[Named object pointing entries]
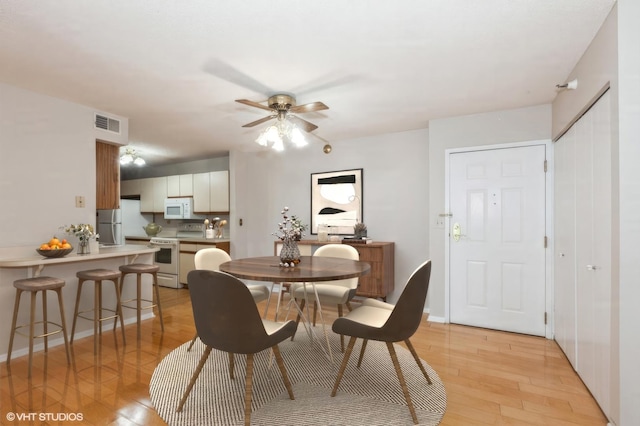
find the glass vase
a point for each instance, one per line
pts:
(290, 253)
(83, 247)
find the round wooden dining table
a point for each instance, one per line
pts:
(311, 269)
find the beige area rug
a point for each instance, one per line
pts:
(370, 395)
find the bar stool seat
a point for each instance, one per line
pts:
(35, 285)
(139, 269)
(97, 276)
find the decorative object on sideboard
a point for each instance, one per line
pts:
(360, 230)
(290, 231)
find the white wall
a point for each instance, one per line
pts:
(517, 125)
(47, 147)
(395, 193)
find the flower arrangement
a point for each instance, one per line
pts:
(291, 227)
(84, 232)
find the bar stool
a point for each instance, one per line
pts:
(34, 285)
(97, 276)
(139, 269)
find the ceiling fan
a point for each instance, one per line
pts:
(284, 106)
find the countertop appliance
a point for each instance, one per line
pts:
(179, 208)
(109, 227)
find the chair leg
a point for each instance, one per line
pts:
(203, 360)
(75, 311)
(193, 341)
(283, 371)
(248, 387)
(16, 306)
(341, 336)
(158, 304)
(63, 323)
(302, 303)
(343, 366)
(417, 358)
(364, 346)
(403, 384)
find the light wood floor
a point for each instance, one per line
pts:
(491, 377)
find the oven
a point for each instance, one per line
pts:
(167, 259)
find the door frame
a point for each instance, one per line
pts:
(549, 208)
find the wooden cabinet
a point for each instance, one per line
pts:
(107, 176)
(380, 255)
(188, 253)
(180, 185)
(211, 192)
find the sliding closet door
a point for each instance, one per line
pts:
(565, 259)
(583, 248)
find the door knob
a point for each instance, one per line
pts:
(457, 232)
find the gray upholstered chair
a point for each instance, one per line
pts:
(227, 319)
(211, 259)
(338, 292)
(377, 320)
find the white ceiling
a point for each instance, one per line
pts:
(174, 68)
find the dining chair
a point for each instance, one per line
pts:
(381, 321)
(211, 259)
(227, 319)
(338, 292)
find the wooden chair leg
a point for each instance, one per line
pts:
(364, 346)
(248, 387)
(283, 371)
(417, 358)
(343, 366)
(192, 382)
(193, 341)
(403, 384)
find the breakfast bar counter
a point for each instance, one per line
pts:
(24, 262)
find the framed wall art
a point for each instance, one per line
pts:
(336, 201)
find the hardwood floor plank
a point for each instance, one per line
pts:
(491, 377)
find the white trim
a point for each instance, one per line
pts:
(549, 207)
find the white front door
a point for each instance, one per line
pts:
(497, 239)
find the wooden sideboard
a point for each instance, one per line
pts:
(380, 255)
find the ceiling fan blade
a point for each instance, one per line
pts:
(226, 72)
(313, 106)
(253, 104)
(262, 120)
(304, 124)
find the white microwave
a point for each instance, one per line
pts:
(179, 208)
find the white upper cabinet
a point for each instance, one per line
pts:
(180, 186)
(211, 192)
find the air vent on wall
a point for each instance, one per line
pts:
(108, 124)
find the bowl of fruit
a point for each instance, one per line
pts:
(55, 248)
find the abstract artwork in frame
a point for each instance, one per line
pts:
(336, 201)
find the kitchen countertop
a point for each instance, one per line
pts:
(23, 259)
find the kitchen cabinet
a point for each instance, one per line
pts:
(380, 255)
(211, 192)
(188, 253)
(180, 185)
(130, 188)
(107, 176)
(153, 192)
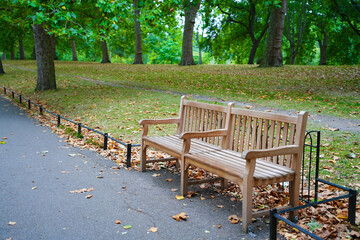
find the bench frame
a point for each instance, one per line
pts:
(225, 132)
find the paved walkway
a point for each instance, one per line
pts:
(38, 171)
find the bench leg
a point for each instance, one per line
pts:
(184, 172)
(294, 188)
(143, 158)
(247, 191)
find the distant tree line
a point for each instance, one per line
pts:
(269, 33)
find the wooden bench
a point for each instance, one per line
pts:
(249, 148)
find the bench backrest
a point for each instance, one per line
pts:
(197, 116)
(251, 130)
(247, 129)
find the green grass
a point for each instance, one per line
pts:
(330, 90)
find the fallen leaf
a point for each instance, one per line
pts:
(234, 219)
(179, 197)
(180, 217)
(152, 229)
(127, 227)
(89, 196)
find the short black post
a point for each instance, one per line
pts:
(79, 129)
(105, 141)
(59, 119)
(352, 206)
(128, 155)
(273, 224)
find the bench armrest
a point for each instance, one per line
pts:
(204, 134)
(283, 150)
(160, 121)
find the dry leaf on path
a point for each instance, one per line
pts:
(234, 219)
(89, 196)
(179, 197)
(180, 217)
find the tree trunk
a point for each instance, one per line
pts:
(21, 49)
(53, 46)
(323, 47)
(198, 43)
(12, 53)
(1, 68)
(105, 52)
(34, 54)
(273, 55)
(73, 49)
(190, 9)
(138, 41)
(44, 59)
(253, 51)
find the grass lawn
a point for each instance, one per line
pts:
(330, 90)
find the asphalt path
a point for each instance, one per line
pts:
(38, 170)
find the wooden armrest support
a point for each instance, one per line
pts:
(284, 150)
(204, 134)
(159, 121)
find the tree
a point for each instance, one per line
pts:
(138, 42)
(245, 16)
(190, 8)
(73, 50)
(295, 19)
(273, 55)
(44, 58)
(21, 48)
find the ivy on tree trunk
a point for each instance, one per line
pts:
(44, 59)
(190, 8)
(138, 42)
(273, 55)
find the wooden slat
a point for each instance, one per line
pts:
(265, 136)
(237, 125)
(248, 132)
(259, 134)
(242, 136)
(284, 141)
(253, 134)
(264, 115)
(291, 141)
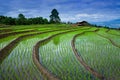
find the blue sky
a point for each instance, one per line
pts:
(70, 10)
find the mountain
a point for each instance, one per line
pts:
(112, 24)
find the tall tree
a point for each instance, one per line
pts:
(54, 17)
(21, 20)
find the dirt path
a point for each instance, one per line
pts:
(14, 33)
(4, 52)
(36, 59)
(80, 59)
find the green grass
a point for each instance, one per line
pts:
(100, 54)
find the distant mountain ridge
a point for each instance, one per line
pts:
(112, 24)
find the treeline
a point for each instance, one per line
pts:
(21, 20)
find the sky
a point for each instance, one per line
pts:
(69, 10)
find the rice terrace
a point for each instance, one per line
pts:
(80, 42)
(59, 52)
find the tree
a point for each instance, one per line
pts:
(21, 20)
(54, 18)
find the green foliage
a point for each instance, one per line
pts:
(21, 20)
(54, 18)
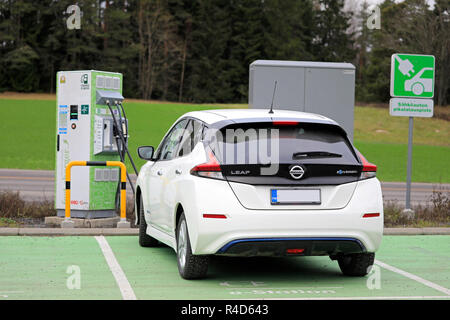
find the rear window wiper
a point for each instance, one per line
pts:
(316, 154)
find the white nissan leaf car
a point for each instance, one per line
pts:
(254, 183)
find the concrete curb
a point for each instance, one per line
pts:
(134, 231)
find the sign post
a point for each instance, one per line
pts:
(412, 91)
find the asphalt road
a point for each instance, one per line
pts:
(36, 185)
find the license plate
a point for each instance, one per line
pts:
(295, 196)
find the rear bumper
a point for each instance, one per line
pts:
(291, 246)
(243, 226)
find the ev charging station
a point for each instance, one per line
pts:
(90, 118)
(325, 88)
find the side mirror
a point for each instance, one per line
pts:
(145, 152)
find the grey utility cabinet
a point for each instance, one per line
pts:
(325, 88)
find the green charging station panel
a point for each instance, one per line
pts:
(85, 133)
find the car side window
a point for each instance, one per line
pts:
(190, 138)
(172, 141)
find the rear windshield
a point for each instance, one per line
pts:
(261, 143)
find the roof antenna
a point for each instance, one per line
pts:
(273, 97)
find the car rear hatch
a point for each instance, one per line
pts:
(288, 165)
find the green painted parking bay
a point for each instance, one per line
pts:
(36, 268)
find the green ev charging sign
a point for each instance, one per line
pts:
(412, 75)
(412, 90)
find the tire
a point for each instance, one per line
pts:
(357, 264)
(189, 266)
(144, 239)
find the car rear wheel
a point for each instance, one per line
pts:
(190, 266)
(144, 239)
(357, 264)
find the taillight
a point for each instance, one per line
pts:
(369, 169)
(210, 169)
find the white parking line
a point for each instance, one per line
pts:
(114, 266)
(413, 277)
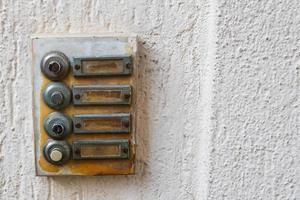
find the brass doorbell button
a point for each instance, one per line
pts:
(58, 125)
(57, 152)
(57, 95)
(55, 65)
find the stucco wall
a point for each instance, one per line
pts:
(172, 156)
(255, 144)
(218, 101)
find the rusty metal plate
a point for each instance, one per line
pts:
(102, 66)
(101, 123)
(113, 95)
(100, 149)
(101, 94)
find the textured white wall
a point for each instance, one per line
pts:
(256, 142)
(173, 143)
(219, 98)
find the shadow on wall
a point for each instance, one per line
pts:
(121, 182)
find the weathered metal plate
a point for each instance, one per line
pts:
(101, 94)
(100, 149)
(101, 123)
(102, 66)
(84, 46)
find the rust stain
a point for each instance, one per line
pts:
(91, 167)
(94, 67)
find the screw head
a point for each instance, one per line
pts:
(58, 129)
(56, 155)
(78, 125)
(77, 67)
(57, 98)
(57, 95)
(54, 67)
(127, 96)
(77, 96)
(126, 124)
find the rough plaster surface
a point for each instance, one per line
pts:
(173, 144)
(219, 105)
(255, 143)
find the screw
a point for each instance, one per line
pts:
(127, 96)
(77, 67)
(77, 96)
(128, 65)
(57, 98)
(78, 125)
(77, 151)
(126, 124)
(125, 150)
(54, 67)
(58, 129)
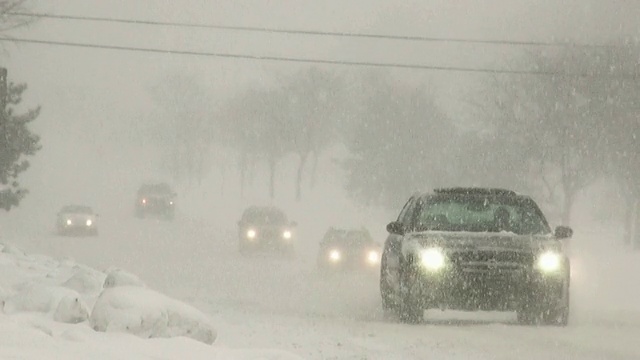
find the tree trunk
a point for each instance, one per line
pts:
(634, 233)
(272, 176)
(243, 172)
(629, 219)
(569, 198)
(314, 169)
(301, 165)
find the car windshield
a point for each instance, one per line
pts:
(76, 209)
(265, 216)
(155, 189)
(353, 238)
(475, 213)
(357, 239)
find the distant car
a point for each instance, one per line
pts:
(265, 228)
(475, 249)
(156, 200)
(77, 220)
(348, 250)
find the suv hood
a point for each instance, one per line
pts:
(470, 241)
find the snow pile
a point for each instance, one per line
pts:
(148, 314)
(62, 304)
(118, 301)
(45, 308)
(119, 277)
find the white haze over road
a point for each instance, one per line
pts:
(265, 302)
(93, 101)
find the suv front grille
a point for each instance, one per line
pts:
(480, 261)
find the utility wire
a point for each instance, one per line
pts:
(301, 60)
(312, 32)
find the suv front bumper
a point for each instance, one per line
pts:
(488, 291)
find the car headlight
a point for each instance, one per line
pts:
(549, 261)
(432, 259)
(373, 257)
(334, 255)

THE EXERCISE
Give exactly the lines from the one with "find the suv hood" to the end of the entries, nothing before them.

SOLUTION
find the suv hood
a point for each instance, one per line
pts:
(470, 241)
find the snow pile
a point for each instance, one per line
pts:
(148, 314)
(62, 304)
(118, 301)
(45, 308)
(119, 277)
find the white haze over road
a point for each instance, one per line
pts:
(265, 302)
(93, 101)
find the suv front grille
a point for each instance, one per line
pts:
(480, 261)
find the utility wire
a point for each instance, one per line
pts:
(301, 60)
(312, 32)
find the suv front bumper
a point for each instance, one per line
pts:
(488, 291)
find the car headlight
a point for each instance, one per line
pts:
(549, 261)
(432, 259)
(373, 257)
(334, 255)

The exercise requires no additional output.